** Begin **

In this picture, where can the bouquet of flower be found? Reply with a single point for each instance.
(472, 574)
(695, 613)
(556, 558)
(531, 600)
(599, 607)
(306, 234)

** End **

__GOAL OF THE EXERCISE__
Retype the records above word for word.

__WORKED SOLUTION__
In this picture, where can the bouquet of flower be found? Reply with a single point for each instance.
(472, 574)
(695, 613)
(556, 558)
(531, 600)
(599, 607)
(306, 234)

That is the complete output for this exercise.